:: EL EJERCICIO ::
Escala por 0,65 las coordenadas de los puntos de respuesta en las líneas que empiezan en la que contiene "Expected: one point per instance of the green bush, with" y siguen hasta la que contiene "[[581, 804]]", ambas incluidas, redondeando a números enteros con las mitades hacia arriba. Vuelve a escribir todas esas líneas completas, sin omitir ninguna, y deja sin cambios las demás cifras.
---- EXTRACTO DE DATOS
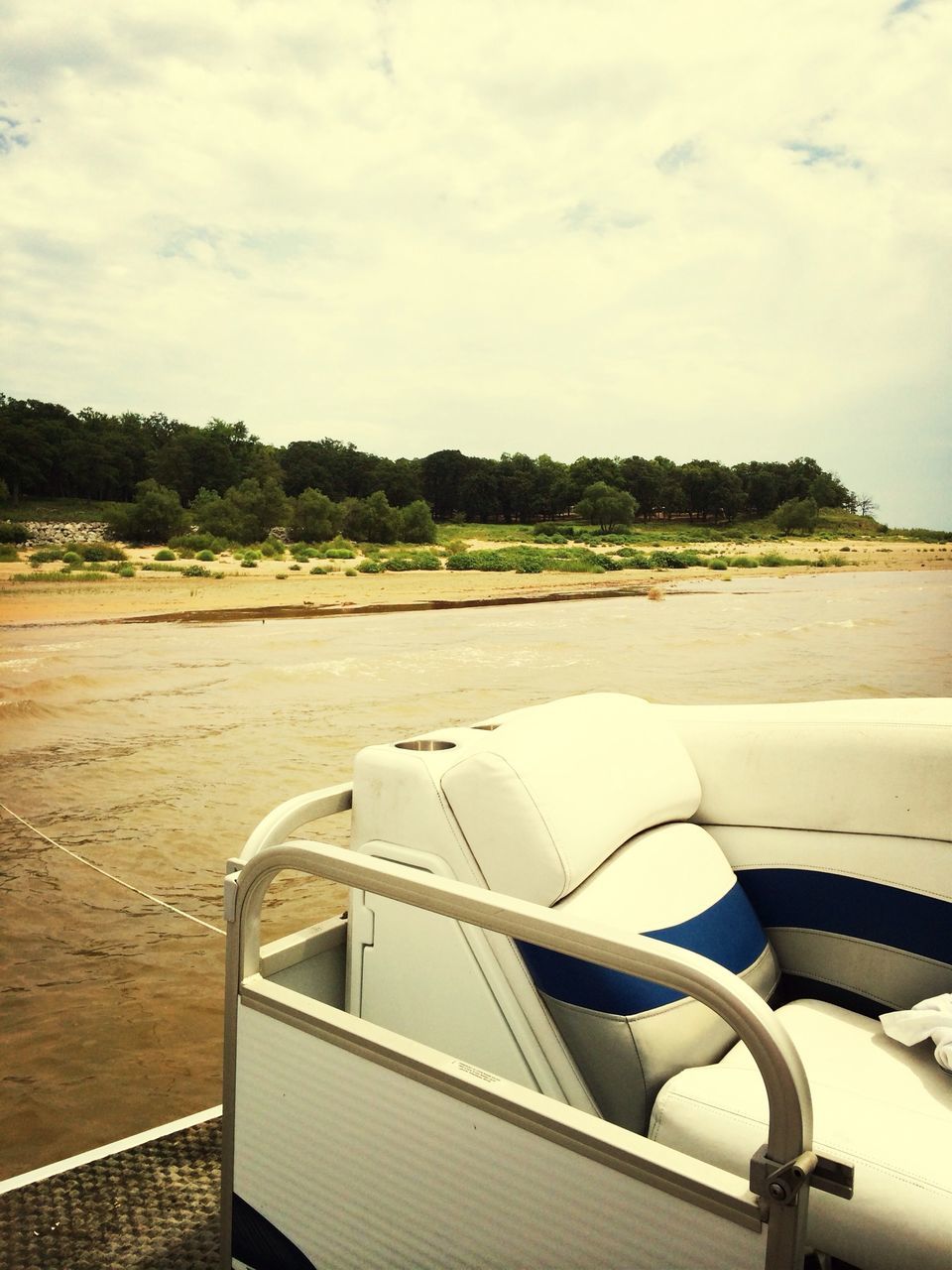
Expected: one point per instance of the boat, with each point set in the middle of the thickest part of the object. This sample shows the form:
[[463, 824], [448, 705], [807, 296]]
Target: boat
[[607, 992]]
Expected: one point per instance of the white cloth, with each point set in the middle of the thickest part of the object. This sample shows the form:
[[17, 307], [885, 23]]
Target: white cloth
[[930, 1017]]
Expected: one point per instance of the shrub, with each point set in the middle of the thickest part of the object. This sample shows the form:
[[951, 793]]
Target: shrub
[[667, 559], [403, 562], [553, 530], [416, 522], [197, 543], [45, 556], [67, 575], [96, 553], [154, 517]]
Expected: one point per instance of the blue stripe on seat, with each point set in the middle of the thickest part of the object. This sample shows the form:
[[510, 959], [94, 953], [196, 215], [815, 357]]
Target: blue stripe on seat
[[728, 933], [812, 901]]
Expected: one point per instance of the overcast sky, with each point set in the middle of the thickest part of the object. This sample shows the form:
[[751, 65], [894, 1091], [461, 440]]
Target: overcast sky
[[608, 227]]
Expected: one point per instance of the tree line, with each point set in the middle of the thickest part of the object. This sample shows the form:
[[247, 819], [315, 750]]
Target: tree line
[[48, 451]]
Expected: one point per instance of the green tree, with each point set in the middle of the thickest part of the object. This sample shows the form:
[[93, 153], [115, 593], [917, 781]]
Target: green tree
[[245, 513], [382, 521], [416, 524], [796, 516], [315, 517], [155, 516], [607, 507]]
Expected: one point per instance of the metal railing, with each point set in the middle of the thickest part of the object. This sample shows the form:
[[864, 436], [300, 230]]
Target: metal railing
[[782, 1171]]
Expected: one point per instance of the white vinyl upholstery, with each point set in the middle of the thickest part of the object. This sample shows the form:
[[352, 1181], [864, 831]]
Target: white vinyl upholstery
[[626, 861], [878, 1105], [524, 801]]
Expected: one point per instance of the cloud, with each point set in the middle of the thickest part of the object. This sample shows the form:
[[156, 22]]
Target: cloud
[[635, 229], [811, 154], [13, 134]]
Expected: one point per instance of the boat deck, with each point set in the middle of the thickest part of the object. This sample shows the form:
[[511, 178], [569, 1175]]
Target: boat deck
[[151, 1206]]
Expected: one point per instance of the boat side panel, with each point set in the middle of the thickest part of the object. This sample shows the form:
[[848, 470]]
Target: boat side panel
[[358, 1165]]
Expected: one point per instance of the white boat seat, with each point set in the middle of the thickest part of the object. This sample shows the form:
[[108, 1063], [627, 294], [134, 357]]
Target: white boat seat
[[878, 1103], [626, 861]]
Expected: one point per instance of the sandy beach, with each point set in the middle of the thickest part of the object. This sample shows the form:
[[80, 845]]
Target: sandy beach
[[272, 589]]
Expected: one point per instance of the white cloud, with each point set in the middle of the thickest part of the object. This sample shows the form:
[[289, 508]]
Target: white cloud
--------
---- EXTRACTO DE DATOS
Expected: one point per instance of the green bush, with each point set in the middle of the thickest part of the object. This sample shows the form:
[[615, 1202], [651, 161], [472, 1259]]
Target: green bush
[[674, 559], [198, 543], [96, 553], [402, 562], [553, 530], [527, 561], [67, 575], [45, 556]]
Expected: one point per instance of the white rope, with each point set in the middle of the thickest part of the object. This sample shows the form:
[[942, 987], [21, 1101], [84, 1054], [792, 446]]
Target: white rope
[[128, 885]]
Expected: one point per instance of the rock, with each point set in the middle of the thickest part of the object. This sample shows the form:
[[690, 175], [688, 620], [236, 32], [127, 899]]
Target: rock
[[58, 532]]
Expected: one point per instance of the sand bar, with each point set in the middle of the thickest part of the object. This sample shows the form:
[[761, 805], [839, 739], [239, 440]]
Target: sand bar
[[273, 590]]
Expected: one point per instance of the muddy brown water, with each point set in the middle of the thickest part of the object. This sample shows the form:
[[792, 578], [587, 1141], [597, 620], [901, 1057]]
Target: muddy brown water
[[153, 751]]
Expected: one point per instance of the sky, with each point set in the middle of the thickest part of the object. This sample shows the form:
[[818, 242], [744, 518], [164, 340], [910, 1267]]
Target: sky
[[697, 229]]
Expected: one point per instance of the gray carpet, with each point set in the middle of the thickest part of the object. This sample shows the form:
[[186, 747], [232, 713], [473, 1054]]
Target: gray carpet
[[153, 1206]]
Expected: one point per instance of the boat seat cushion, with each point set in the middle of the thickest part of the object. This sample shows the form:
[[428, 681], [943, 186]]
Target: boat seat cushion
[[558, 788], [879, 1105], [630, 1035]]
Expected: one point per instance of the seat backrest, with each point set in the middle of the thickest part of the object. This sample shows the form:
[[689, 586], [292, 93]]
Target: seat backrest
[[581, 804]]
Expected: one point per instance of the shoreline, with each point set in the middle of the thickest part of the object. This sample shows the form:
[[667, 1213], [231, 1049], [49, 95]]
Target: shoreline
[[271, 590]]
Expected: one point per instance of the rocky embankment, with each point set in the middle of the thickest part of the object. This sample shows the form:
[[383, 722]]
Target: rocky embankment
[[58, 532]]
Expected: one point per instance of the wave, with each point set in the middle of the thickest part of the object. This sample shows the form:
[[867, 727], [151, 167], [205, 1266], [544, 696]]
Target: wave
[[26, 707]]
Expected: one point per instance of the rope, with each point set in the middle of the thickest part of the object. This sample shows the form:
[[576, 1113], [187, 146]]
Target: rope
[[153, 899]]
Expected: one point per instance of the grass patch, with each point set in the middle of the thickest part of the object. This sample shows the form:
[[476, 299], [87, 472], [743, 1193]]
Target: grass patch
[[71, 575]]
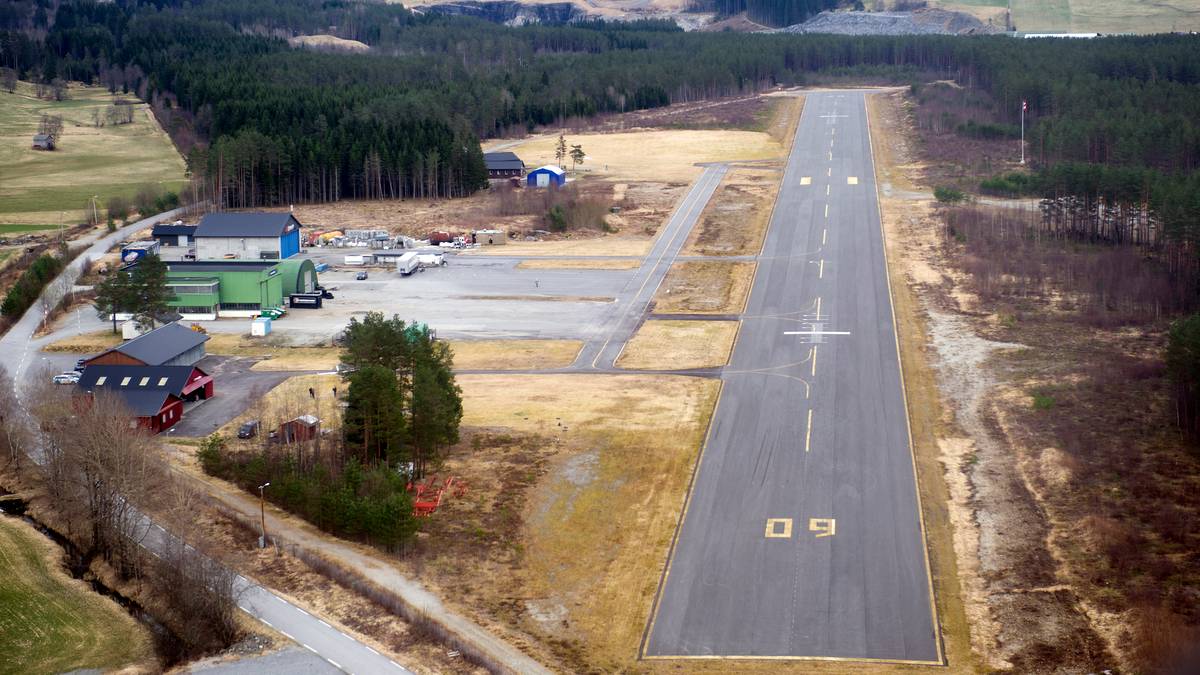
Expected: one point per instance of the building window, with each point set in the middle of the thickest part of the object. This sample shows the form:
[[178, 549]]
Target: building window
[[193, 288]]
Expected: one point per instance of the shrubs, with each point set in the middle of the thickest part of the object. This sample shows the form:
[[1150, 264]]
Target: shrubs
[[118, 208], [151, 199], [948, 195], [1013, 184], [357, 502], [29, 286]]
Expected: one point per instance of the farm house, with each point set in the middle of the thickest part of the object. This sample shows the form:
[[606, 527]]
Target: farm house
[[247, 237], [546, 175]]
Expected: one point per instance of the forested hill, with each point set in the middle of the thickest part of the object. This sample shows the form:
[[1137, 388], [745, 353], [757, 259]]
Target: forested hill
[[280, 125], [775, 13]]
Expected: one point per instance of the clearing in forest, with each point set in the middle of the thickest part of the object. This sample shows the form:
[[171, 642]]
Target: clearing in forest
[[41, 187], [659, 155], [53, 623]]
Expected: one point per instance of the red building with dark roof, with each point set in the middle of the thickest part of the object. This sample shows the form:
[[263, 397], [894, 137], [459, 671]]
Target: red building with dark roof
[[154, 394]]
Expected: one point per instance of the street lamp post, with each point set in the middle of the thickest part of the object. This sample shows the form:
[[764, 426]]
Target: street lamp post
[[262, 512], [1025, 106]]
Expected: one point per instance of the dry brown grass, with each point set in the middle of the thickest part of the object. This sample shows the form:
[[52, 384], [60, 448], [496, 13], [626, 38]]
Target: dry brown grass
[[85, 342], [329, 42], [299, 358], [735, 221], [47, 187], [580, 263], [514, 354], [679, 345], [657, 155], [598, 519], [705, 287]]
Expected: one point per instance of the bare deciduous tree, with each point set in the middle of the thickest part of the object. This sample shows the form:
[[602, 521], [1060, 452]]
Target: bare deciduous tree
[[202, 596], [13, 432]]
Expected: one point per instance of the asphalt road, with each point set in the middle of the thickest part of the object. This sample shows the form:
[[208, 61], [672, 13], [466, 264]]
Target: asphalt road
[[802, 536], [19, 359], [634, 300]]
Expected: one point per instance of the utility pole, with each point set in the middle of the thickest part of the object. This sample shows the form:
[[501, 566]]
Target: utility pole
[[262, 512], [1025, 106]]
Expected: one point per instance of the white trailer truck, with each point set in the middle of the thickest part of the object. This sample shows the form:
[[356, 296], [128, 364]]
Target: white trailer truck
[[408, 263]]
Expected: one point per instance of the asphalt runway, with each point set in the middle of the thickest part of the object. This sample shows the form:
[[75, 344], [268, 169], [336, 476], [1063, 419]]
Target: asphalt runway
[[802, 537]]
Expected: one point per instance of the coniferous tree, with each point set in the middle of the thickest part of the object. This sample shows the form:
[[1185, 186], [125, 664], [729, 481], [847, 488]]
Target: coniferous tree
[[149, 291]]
--------
---- EXTRACTO DE DATOS
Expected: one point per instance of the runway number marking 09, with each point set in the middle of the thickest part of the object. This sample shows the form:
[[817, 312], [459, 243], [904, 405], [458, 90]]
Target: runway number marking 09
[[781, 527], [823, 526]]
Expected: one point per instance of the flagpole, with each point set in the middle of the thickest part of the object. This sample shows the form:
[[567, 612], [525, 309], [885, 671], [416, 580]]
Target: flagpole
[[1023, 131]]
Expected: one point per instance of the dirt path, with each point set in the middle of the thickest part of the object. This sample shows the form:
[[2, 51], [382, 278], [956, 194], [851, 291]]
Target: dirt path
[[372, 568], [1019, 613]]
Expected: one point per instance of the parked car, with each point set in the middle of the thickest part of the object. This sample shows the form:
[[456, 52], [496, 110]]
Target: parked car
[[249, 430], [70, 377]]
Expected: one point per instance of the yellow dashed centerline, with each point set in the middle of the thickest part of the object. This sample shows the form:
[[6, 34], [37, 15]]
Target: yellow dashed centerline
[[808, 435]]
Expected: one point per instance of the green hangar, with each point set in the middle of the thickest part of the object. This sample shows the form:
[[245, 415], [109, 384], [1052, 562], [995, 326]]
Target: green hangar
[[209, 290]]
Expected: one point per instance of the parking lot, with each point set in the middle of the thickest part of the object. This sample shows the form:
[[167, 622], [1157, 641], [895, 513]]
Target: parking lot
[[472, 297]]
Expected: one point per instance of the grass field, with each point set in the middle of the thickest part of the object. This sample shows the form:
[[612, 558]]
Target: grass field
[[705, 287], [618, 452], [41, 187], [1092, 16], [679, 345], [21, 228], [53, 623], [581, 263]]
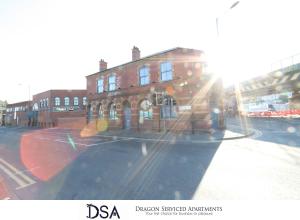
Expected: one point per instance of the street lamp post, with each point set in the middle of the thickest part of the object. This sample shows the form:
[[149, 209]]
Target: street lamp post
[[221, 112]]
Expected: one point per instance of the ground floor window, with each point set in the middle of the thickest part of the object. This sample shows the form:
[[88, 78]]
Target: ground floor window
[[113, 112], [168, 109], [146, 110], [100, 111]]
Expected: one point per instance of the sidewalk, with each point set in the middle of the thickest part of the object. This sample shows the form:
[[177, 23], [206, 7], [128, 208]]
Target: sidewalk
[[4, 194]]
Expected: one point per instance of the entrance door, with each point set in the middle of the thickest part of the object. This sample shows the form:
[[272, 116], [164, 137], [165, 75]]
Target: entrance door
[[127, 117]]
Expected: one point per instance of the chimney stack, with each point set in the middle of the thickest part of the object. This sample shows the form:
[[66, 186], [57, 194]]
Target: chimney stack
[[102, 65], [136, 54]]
--------
:: RESULTADO A CONTINUACIÓN ::
Expected: one point per instance of the green bush, with each point set in the middle of the thickest part of the object. This sample shows the form:
[[615, 1202], [651, 161], [472, 1259]]
Target: green bush
[[438, 363], [129, 353], [62, 359], [261, 365], [359, 345], [343, 365], [44, 374], [29, 361]]
Expected: one point per instance of the white rope, with each point set in the middle of the thickest part of the object. This sample shows the form:
[[942, 987], [21, 1101], [84, 1054], [792, 446]]
Target: white rope
[[83, 575]]
Expected: one point per instance of the rock, with each point set in the middle of the thickest part of the object. This sample shows the form:
[[690, 175], [688, 620], [236, 32], [127, 899]]
Target: rock
[[38, 346]]
Expected: one point per instance of the sand bar, with each point set in the middle of the thickest part of the object. This sample shows the form:
[[761, 805], [839, 739], [239, 440]]
Target: sand bar
[[177, 384]]
Expected: one point per instance of the muddy brown water, with each point set in the middle of the thickest part of the object. This sample shows the form:
[[792, 578], [587, 1141], [597, 620], [901, 1057]]
Target: muddy brown water
[[99, 488]]
Expected: one point per instance of the sky, with each point set in the middle of the thickest part of the object. This sample shows the form:
[[818, 242], [744, 518], [164, 340], [910, 1267]]
Target: sky
[[453, 149]]
Expected: one point per instance of the gray carpet, with each point set in the middle of the thickest part of the object. This sample shows the form:
[[186, 747], [232, 713], [473, 1054]]
Target: gray carpet
[[99, 784]]
Expected: one point per instance of the boat seat cushion, with each point set in the middle of the thickest part of the object. This sample shows the form:
[[428, 681], [943, 186]]
Target: boat seat cushion
[[363, 512], [571, 718], [410, 673]]
Expected: one point per instance of the seat backrest, with each point set in the middle of the thickest part of the object. This sample shows the form:
[[689, 586], [292, 93]]
Target: seat backrest
[[378, 523]]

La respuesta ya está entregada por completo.